Alarm Bells Ring in Markets as Nomura and Goldman Worry About Growth

(Bloomberg) -- Markets got high on synchronized growth, but the buzz is fading and an urgent question is taking its place: Will they get another fix?

The omens aren’t great. A slew of barometers, from stock prices and raw materials to computer-chip makers, are now signaling that expansion in major economies is decelerating in concert. In some cases these bellwethers are even overshooting recent weak data, raising the possibility that economic indicators are poised to get worse.

“The market has proven to be a very effective forecaster,” Nomura Holdings’ London-based strategists Kevin Gaynor and Sam Bonney wrote in a Nov. 9 note. “Upfront we would expect further moderation in growth data over the next few months.”

Such a development threatens to further undercut equities and credit, already battered by trade wars, valuation fears and rising rates.

Goldman Sachs Group Inc. strategists are telling clients to be ready for “a sustained period of low returns” and slower expansion. The central macro scenario of Amundi Asset Management, one of Europe’s biggest money managers, is a “multi-speed slowdown” that risks becoming synchronized. The firm says the year will end with a disjointed global economy and increased downside risks.

Industrial Revolution

For Goldman, the slowdown can be seen in the relationship between stocks and purchasing managers indexes. The two are correlated, and equities have tracked PMIs as they show a drop in global industrial demand.

“Everything in the global industrial economy peaked at the start of the year, and it seems that the weakening trend will continue into next year,” said Colin Hamilton, managing director for commodities research at BMO Capital Markets Ltd.. “If you take strong global industrial output out of the picture, then that leaves so much more slack for consumers to pick up.”

◇ ◇ ◇ ◇ ◇

Tasks for this exercise:
1. According to the article on market growth worries, what is the central macro scenario of Amundi Asset Management?
2. Extend the article on market growth worries, picking up after its final sentence.

[Point-based annotation data]
◇ ◇ ◇ ◇ ◇

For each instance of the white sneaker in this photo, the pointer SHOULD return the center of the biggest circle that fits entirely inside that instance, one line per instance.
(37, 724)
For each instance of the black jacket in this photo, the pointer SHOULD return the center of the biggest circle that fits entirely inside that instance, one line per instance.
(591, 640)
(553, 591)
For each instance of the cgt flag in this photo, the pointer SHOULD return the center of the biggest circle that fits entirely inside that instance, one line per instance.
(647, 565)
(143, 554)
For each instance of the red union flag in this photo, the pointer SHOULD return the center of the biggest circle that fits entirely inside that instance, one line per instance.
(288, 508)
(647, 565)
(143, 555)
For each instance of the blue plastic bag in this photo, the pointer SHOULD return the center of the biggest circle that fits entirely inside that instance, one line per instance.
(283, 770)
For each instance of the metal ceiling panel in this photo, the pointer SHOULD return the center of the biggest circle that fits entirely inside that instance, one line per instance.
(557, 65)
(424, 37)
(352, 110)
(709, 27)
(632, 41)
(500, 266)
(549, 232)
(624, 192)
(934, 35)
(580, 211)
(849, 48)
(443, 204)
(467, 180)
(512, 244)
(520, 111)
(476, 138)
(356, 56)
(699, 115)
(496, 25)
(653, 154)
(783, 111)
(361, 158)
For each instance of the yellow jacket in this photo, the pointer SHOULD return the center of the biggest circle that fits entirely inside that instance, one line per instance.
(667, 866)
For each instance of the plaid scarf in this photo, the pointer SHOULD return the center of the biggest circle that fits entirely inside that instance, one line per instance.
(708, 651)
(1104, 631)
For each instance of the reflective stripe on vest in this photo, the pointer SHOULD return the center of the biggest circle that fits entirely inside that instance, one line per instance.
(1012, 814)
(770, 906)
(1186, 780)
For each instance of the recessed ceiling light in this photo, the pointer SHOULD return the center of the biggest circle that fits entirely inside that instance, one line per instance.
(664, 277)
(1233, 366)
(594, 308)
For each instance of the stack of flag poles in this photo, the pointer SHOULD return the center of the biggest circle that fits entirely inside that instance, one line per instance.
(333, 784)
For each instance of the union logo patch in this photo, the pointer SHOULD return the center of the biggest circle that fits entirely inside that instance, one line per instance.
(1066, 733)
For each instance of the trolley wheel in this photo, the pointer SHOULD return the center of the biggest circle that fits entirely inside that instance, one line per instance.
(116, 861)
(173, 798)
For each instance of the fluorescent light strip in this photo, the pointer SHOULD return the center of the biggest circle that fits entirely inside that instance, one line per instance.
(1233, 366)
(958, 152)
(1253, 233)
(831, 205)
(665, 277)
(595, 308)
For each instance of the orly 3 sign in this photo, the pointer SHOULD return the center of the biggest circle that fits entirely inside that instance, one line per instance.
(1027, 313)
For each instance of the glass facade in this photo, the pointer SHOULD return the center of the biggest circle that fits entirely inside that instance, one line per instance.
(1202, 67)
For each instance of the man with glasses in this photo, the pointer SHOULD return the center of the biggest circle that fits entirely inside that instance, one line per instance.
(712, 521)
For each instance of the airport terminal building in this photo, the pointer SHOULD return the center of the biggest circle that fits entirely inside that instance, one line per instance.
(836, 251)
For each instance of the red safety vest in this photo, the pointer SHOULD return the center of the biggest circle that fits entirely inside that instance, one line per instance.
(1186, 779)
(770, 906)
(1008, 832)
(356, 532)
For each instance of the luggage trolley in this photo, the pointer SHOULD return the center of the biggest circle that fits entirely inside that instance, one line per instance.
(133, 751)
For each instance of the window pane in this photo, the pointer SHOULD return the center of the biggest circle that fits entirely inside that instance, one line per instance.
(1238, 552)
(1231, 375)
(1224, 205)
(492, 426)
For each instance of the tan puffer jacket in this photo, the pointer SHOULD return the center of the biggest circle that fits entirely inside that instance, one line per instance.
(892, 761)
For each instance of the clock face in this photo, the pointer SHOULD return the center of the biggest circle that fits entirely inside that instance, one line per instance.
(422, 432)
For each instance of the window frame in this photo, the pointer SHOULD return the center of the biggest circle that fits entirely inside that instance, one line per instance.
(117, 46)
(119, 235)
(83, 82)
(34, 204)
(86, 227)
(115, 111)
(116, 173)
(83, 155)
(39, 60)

◇ ◇ ◇ ◇ ◇

Answers for the tasks:
1. A "multi-speed slowdown" that risks becoming synchronized.

2.
Nomura recommends investors reduce exposure to equities and credit and increase defensive holdings in government bonds and cash, based on a proprietary trading model that points to a slowdown in growth.

HSBC Holdings Plc offered similar advice Wednesday. Slower global growth projections will weigh on risk assets so investors are better off in the safety of developed-market bonds and should be happy to take duration risk with longer-dated debt, the bank’s strategists said.

Stocks “well above sustainable long-run averages” on earnings-per-share and growth metrics are likely to be revised downward during the next quarter, according to Nomura’s Gaynor and Bonney.

Chips Are Down

Meanwhile, shares of Apple Inc. plunged on Monday, capping the worst seven-day stretch in two years after a supplier said one of its largest customers had asked it to reduce shipments. Speculation is rife that the customer was Apple, and fear of a sales slowdown triggered an equity slump across the supply chain.

The episode has reminded investors that consumers may not be on hand to prop up growth -- a fact also borne out by the rapid build-up in inventory at chip manufacturers.

“Semiconductor stocks typically lead the overall market,” said Fred Hickey, author of the High-Tech Strategist newsletter. He’s betting against Nvidia, Intel and Cisco Systems. “No one wants to get caught sitting on a lot of inventory when prices are in rapid decline -- especially so during economic downturns.”

Alarm Bells Ring in Markets as Nomura and Goldman Worry About Growth

The Philadelphia Stock Exchange Semiconductor Index plummeted 12 percent in October, the biggest monthly drop in more than eight years.

Black and Yellow

Tumbling oil prices also point to further weakening for global expansion -- particularly when measured against gold.

Even as sanctions were reimposed on Iran, U.S. crude is on the longest losing streak on record as slower economic activity constrains demand, according to Capital Economics. The gold-oil ratio, a proxy for how havens perform versus industrial assets, has jumped toward 18 this week from below 14 in early October.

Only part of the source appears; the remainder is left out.